BEGIN TEXT SHOWN


   CINCINNATI -- SSO 700 is an unremarkable spot. Just a pipe, hidden by trees and brush, that empties into Mill Creek near downtown Cincinnati.
   "It just gushes, even in dry weather," said Mike Fremont, president of the Ohio environmental group Rivers Unlimited. "If you know what it is, you keep your distance."
   What it is, is human waste -- hundreds of gallons at a time flowing untreated from toilets into the creek. Sanitary Sewer Overflow 700 is not only disgusting, it is illegal. But the city won't shut it off because plugging SSO 700 and more than 100 pipes like it all over Cincinnati would require raising sewer rates about 1,500 percent.
   "It would bankrupt us," said Patrick Karney, director of the Metropolitan Sewer District of Greater Cincinnati. "It would be, last one out, turn out the lights. Cincinnati would just be another wide spot on I-75."
   Dozens of cities like Cincinnati -- some with sewer pipes laid in the 1800s -- are dumping raw human waste into streams and lakes. The practice is prohibited under the 1972 Clean Water Act, however, it continues an estimated 40,000 times every year because cities balk at the enormous expense of modernizing and expanding their sewage systems.
   But if taking care of the problem is costly, so, too, is doing nothing, environmental activists say. Raw sewage in the water is a primary factor in the sickening of 1 million people a year, according to the Centers for Disease Control and Prevention. It poisons shellfish, closes beaches and endangers supplies of drinking water.

END TEXT SHOWN
BEGIN DATA PROVIDED

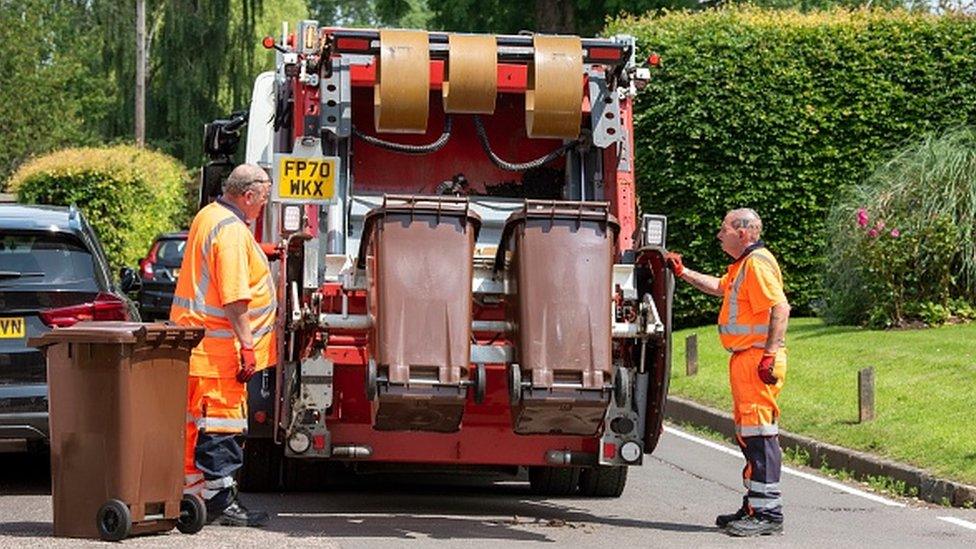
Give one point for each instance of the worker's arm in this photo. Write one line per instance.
(779, 317)
(236, 312)
(706, 283)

END DATA PROVIDED

EXERCISE OBJECTIVE: According to the article on Cincinnati's sewage overflows, by about how much would sewer rates have to rise to plug SSO 700 and the more than 100 pipes like it?

OUTPUT BELOW: About 1,500 percent.